## Brano scelto
⟨
In cielo non c’è più traccia della cometa di Halley, della sua lunga e abbacinante coda di stupore, paure e nefaste profezie. Al suo posto, un anno dopo, solo stracci di nuvole e sole, che inonda della sua essenza le alture della Sierra Madre e le umili case, i volti, le intenzioni degli abitanti de la Fortaleza: l’impenetrabile rifugio offerto dalla natura messicana all’imponente e scaltro capo apache Juh per condurvi in salvo la sua gente, per sottrarla alle affilate grinfie dei soldati americani e dei rurales, per accogliervi i ribelli fatti fuggire da Geronimo dall’inferno della riserva di San Carlos; il paradiso capace di avere temperature miti in inverno e di presentarsi verdeggiante finanche nel mezzo della stagione più torrida; la base dalla quale muovere per mettere a segno razzie a nord o a sud del Rio Grande; l’ardito esperimento teso a riunire e a far coesistere tribù tra loro irrimediabilmente diverse e ostili; il luogo dove consentire ai vari clan la possibilità di crescere liberi i loro figli, di concepire e realizzare una comunione spirituale e guerriera; alla fine, forse, soltanto il visionario tentativo di allontanare lo scontro cruciale tra gli Apache e i loro nemici, di opporsi all’ineluttabile…
È qui che ritroviamo Magico Vento.
⟩
## Cosa serve
Riprendi il brano sulla Fortaleza nella Sierra Madre e proseguilo a partire dalla sua ultima frase. L'elenco qui sotto non ha alcun ruolo in questo lavoro.

## Dati registrati
⟨
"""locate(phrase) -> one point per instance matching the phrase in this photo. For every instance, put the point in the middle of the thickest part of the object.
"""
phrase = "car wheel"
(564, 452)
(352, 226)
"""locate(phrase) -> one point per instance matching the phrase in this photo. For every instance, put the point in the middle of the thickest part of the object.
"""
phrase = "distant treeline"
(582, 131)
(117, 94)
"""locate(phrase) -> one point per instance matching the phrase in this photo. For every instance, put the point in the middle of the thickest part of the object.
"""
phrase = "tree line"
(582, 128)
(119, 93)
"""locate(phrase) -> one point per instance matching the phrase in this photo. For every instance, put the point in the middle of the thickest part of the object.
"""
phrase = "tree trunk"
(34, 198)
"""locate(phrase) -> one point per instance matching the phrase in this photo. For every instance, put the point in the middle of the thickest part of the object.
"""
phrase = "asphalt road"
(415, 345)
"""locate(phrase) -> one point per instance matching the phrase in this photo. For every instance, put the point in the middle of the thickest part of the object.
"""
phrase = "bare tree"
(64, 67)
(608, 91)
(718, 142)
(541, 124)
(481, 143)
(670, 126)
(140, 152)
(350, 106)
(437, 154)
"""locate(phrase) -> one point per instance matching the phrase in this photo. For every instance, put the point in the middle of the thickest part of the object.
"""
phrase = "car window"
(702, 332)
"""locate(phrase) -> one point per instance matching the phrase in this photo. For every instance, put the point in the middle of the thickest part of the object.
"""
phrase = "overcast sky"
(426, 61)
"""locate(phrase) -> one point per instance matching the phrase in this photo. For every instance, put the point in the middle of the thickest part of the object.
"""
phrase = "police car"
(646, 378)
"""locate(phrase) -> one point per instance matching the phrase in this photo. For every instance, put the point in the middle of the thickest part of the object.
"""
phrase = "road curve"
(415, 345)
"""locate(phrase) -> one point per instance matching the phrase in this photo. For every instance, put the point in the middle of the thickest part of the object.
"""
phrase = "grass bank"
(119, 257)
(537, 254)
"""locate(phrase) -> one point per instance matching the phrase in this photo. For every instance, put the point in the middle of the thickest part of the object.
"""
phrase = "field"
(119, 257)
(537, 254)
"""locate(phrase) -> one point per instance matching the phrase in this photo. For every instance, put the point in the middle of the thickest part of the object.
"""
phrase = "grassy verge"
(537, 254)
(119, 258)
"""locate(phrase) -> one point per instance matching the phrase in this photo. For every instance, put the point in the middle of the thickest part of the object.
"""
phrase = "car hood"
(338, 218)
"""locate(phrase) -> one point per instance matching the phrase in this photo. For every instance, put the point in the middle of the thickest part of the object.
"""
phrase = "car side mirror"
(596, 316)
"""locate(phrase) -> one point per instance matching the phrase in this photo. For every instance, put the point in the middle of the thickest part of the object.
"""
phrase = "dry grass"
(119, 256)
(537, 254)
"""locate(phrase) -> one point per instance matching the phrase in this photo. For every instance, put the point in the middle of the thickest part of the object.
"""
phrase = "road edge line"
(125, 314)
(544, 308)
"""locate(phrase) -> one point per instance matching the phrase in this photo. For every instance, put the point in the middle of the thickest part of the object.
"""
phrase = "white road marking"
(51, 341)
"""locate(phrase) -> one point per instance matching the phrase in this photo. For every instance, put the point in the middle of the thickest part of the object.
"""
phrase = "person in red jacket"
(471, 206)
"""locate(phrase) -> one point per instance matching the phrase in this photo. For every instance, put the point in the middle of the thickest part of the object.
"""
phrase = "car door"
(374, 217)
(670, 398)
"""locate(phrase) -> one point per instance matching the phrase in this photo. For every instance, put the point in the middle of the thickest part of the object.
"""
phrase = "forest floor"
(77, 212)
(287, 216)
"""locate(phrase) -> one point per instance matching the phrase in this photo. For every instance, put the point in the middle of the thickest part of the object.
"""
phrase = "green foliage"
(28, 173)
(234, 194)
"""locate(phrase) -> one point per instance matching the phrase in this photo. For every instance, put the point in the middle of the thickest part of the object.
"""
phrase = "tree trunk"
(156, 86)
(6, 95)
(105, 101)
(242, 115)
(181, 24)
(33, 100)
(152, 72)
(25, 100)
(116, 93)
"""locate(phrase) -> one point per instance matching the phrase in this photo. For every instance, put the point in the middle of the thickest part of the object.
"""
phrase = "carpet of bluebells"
⟩
## Esercizio svolto
Qui, dov’era diretto più di quattro anni or sono, al tramonto dell’ultimo degli albi che hanno preceduto questa nuova, splendida miniserie dedicata alle superbe avventure sue e del suo amico fraterno Willy Richards detto Poe; in uno scenario fortemente striato dalle atmosfere e dai colori caldi e intensi delle imminenti guerre apache…

Ned e Poe, eroi cambiati

L’impervio cammino per la Fortaleza

Ancor più delle vicende narrate, ancor più dei colpi di scena e del bel finale, a restare nella memoria come un’eco dolce e interminabile una volta completata la lettura, è l’ulteriore, decisiva progressione del processo di evoluzione dell’universo interiore dei nostri, il suo essere giunto a uno stadio pressoché conclusivo.
Ned e Poe sono cambiati, differenti.
Sono uomini, non freddi e imperturbabili monoliti.
E in quanto tali si sono nutriti del loro passato e del loro presente, delle tante storie scritte di loro pugno, delle conquiste e delle piccole e grandi sconfitte che hanno inciso loro pelle e anima.
Così, eccoli offrirsi per ciò che sono diventati.
Due eroi disillusi.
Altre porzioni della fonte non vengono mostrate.